- [AIM OF THE TASK]: Reproduce every entry below verbatim, line by line.

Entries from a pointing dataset
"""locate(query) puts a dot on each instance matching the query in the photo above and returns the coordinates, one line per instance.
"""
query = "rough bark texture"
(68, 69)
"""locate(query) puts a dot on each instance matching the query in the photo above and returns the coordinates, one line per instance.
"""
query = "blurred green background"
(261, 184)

- [COMPLETED TASK]:
"""locate(query) puts a dot on each instance matching the query in the photo above and returns the coordinates, one line per instance.
"""
query = "rough bark texture"
(68, 69)
"""locate(query) puts a dot on each instance matching the query in the photo above and returns the coordinates, one line per instance.
"""
query = "blurred green background"
(261, 184)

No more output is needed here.